Task brief
The records below should be printed once more, exactly as they appear.

Available data
================================

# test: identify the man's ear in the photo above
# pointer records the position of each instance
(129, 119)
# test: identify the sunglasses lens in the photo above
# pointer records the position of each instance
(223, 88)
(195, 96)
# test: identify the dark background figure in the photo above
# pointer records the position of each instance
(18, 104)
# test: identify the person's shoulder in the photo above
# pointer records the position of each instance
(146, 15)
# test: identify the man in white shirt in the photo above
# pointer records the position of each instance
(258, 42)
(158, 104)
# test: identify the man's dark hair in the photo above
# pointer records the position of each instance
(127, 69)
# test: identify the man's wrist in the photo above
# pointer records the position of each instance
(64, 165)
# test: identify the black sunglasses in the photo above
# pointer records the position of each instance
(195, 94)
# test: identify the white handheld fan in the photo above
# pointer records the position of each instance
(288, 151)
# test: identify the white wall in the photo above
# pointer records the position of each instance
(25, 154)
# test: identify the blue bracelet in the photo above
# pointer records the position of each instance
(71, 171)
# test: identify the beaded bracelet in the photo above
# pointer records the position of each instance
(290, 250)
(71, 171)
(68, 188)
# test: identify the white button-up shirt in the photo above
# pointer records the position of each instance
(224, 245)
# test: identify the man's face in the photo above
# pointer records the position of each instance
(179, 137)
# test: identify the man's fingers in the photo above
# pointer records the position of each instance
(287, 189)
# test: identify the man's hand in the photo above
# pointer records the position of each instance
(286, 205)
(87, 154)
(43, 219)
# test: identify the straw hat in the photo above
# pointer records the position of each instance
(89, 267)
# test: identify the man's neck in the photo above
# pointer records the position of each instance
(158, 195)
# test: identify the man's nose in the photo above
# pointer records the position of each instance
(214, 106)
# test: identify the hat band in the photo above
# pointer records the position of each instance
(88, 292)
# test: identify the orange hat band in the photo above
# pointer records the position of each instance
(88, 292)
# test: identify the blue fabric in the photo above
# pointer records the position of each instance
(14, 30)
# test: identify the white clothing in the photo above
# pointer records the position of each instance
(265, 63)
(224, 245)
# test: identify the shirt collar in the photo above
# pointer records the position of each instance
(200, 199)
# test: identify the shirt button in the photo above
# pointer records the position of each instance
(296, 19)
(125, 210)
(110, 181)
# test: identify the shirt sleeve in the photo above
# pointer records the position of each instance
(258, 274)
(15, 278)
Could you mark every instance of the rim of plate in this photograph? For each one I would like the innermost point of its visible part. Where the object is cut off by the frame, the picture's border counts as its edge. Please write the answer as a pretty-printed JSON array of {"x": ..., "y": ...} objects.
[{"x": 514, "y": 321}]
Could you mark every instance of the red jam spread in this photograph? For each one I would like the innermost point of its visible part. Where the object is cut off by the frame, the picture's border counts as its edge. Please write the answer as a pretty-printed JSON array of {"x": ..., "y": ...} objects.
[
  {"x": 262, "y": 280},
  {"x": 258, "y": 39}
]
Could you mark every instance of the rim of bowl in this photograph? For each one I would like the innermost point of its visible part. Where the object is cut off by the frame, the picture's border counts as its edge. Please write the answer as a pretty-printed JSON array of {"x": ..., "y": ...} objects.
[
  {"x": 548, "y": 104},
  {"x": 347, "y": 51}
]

================================

Output of the exercise
# test: identify the man's ear in the photo above
# pointer records the position of each instance
(129, 119)
# test: identify the sunglasses lens in the photo above
# pointer records the position of each instance
(223, 88)
(195, 96)
# test: identify the dark background figure in the photo above
# pointer records the position of each instance
(18, 104)
# test: identify the person's shoulder in the photo above
# pointer records the position of each instance
(146, 15)
# test: identify the man in white shirt in the photo above
# pointer records the position of each instance
(258, 42)
(158, 104)
# test: identify the man's dark hair in the photo above
# pointer records the position of each instance
(127, 69)
# test: identify the man's wrist in the photo above
# pointer records the position of each instance
(64, 165)
# test: identify the black sunglasses in the photo above
# pointer records the position of each instance
(195, 94)
# test: identify the white handheld fan in the photo above
# pointer records the position of each instance
(288, 151)
# test: identify the white wall in the photo above
# pointer records the position of each instance
(25, 154)
# test: identify the blue bracelet in the photo above
# pointer records the position of each instance
(71, 171)
# test: identify the beaded bracelet in the photo above
# pointer records the position of each instance
(290, 250)
(71, 171)
(68, 188)
# test: identify the white button-up shirt in the photo above
# pointer records the position of each instance
(224, 245)
# test: identify the man's face in the photo above
# pointer records the position of each instance
(179, 137)
# test: identify the man's fingers in the photo above
# pointer records the position of each instance
(287, 189)
# test: identify the man's hand in the photo above
# pointer records the position of each instance
(286, 205)
(87, 154)
(43, 219)
# test: identify the straw hat in the photo above
# pointer records the position of each instance
(89, 267)
# test: identify the man's neck in the photo above
# pointer records the position of each instance
(158, 195)
# test: identify the man's nose in the photo above
# pointer records the position of each instance
(214, 106)
# test: identify the hat band in the photo above
# pointer records the position of each instance
(88, 292)
# test: identify the orange hat band in the photo above
# pointer records the position of each instance
(88, 292)
# test: identify the blue fabric in the photo above
# pointer records the position of each instance
(14, 30)
# test: identify the white clothing in the photo above
# pointer records the position of each instance
(265, 63)
(224, 245)
# test: identify the shirt collar in the photo above
# pointer records the position of each instance
(200, 199)
# test: identify the shirt button in the photo above
# pointer records the position of each instance
(296, 19)
(125, 210)
(110, 181)
# test: identify the shirt sleeve in the photo above
# pointer records the position of each instance
(258, 274)
(15, 278)
Could you mark every instance of the rim of plate in this photograph? For each one I would like the innermost point of its visible part. Where the object is cut off by the frame, the picture's border counts as its edge. Please write the answer as a pretty-printed JSON array of {"x": ..., "y": ...} objects.
[{"x": 514, "y": 321}]
Could you mark every instance of the red jam spread in this photograph? For each one I would like the innermost point of its visible part. Where the object is cut off by the frame, the picture's border counts as its edge. Please write the answer as a pretty-printed JSON array of {"x": ..., "y": ...} objects.
[
  {"x": 262, "y": 280},
  {"x": 258, "y": 39}
]
Could you mark every instance of the rim of bowl in this photograph? For each one I would like the innermost point of its visible part. Where the object is cut off by the frame, the picture's border counts as its edge. Please write the answer as a pretty-printed JSON array of {"x": ..., "y": ...} objects.
[
  {"x": 548, "y": 104},
  {"x": 347, "y": 51}
]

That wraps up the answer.